*Instruction*. Reproduce the data below word for word, from the line with "Shelf-audit tool: tag the sidewalk" to the line with "(1240, 285)", including both of those lines.

*Provided records*.
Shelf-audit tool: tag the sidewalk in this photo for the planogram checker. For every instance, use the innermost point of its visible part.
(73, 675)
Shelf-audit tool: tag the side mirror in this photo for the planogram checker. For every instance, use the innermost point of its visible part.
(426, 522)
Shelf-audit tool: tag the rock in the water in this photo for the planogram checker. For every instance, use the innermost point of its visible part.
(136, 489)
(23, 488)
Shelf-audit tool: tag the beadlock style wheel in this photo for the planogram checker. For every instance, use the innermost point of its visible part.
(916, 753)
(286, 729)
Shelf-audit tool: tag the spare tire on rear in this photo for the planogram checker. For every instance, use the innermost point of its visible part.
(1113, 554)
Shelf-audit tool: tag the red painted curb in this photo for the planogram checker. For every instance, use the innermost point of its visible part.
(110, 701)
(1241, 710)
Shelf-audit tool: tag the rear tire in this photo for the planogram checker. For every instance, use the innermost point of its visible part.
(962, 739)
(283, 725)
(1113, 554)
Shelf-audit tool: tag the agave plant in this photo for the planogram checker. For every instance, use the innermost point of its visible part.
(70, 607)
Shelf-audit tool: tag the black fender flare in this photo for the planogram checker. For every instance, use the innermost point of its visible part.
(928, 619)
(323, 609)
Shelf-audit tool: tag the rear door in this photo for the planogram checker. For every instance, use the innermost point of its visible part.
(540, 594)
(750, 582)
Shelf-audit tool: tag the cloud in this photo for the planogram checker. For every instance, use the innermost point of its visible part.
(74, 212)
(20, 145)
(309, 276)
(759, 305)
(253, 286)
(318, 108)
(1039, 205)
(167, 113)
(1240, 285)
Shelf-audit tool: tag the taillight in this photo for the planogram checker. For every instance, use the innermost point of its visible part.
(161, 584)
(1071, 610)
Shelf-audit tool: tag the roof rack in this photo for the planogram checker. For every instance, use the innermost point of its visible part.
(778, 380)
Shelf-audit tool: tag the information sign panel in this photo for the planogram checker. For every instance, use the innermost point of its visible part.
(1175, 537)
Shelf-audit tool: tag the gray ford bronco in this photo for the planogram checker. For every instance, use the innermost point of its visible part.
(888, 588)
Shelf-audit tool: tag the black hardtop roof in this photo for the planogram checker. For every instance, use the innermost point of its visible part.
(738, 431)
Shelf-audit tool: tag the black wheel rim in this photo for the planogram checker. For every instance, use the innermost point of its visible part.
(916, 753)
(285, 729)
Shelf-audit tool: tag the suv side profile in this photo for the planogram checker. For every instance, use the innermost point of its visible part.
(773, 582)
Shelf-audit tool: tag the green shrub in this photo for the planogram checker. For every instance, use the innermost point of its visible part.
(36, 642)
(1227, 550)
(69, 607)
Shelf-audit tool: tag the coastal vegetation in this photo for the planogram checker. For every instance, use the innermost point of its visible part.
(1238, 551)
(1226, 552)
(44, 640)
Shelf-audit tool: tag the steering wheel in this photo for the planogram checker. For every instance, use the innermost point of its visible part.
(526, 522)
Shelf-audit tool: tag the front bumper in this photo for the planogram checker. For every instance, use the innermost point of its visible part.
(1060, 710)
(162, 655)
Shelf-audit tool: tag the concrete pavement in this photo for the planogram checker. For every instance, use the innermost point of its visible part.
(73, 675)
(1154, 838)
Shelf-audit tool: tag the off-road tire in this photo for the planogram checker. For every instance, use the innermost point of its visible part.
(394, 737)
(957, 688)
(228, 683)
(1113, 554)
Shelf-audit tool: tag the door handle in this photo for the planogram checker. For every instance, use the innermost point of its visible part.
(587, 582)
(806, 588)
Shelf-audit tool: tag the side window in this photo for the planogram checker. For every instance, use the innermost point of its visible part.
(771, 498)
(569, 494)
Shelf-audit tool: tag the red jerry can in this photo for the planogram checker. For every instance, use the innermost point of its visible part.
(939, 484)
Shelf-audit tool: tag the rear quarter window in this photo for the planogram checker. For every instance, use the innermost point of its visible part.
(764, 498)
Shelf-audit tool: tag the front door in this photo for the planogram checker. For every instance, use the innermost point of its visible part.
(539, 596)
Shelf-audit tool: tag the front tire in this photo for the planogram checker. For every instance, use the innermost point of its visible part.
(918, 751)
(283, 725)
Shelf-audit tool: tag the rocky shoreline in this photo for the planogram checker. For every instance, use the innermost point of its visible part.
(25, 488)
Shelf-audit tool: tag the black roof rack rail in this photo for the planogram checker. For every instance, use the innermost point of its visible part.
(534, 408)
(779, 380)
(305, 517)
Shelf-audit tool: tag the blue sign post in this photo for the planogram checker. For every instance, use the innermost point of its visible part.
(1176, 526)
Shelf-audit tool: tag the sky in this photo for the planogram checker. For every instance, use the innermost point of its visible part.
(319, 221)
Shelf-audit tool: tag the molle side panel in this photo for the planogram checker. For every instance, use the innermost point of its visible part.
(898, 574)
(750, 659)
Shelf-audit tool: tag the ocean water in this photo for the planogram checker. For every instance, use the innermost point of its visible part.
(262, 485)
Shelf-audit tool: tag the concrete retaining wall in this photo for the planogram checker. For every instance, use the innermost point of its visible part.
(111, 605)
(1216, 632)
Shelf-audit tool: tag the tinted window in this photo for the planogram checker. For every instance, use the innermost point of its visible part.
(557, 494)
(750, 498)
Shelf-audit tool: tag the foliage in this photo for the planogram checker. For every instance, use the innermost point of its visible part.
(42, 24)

* * *

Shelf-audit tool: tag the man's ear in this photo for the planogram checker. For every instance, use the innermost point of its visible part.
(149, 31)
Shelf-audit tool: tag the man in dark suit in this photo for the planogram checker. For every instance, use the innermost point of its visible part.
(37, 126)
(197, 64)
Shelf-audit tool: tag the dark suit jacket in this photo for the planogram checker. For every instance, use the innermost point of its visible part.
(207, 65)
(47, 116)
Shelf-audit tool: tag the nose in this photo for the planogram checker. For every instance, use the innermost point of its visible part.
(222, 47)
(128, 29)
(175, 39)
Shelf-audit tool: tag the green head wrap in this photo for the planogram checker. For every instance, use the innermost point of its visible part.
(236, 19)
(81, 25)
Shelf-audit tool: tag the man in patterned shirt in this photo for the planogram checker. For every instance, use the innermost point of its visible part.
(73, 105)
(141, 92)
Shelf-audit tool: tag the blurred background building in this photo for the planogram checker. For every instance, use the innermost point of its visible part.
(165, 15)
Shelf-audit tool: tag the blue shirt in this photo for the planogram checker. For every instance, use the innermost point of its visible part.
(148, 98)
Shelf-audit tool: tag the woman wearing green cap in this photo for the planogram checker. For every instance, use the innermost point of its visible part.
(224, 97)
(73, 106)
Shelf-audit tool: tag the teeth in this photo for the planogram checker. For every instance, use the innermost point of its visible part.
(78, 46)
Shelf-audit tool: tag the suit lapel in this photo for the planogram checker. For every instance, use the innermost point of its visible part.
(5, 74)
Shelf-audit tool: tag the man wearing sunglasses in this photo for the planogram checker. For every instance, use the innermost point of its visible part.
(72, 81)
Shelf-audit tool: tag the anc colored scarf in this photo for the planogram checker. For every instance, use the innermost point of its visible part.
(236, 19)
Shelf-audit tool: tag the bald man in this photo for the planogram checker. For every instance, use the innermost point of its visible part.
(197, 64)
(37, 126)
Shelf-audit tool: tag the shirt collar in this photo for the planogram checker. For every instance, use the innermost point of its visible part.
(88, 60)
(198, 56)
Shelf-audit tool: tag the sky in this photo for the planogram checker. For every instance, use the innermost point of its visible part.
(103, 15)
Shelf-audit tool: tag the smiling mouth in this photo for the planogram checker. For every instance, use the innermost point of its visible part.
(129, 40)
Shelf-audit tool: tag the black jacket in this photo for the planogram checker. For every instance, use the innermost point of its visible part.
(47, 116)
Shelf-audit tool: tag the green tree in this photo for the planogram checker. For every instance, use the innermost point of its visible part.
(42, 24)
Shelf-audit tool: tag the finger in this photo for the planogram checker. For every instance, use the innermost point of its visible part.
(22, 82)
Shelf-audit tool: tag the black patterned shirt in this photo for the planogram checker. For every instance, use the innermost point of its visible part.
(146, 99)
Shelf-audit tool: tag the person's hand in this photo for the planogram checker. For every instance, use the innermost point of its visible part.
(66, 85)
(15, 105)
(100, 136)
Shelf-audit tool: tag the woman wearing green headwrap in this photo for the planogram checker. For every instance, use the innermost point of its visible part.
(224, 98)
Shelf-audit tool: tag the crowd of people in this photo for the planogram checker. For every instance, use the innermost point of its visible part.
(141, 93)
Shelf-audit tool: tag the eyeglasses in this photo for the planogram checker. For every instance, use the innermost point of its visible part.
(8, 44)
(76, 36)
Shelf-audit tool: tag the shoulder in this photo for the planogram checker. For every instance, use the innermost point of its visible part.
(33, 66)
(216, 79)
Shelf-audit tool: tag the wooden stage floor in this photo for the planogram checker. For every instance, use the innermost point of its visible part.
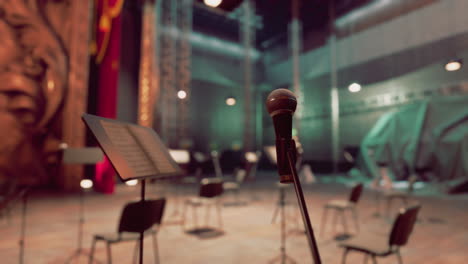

==

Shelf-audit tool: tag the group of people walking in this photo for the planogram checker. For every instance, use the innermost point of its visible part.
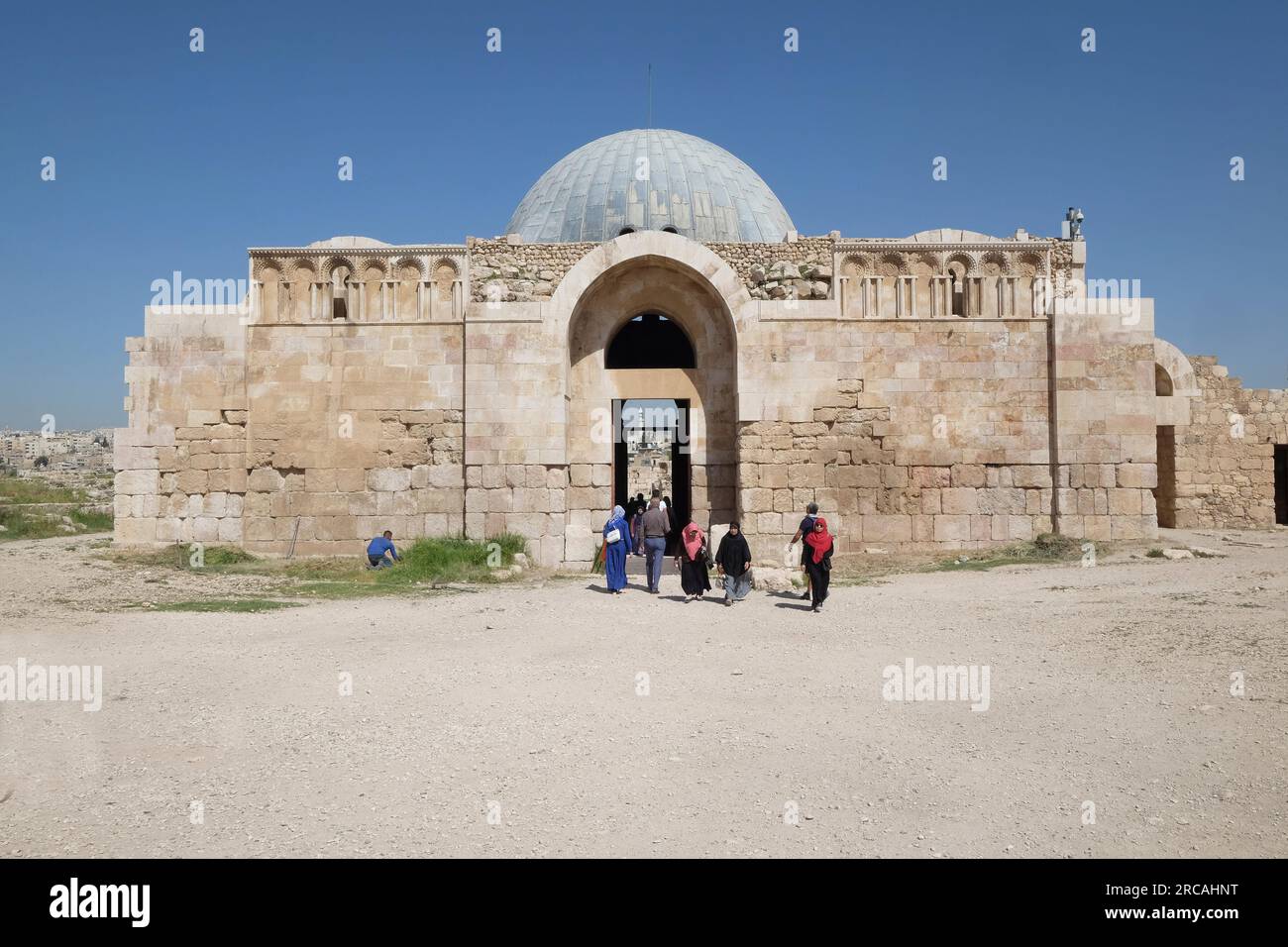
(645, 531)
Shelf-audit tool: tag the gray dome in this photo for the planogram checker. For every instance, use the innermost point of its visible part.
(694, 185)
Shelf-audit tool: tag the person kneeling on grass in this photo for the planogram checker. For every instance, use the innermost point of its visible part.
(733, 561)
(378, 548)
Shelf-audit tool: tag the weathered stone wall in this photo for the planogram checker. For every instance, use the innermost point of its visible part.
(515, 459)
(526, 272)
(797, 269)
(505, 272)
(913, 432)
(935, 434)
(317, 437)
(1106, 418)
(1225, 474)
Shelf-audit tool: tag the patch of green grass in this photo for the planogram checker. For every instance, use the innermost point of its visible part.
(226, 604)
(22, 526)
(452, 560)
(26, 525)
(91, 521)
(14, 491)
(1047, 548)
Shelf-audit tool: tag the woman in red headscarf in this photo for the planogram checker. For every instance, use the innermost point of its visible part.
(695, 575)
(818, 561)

*Finished answer*.
Shelf-audit tool: tag the sidewalk in this photo for the planogram checker. For every instance, use the innermost point of its visible part.
(73, 675)
Shelf-audit tool: tag the side mirror in this photo for the planogram checker. For every instance, use the innermost point of its visible part.
(426, 522)
Shelf-audit tool: tag the rock in the water in this photo for the planogram checker. For every instance, use the innermost point of its visible part.
(136, 489)
(23, 488)
Shelf-audit tool: tag the beadlock style wheel in this photo for the planogram checker. For every instance, use the innermost point of its visible part.
(916, 753)
(286, 729)
Shelf-audit tool: tag the spare tire on rear in this photo for the planogram checker. For every instance, use the innermost point of its visible part.
(1113, 554)
Shelf-audit tool: tag the red painted curb in this photo for the planogram checker. For every instance, use the innermost point of its visible part.
(110, 701)
(1241, 710)
Shelf-audit tool: tag the rear tire in this photo for the planogram checker. For every instance, use the innermost point of its visible part.
(962, 739)
(283, 725)
(1113, 554)
Shelf-audit tool: tag the agave plant in this photo for the planogram checker. For every instance, use the innermost point of its visible part.
(70, 607)
Shelf-audit tool: tag the black fender flare in this photo for the planogram checker. For every instance, use the innermost point of its visible part.
(928, 619)
(323, 609)
Shelf-audit tool: tag the rear door in this photo for the planogram checker. For every instance, use the innermost point of its visible part.
(540, 594)
(750, 582)
Shelf-audit tool: tag the cloud in this photo for the planogram checker. For every instance, use the innermost point of its visible part.
(74, 212)
(20, 145)
(309, 276)
(759, 305)
(253, 286)
(318, 108)
(1039, 205)
(167, 113)
(1240, 285)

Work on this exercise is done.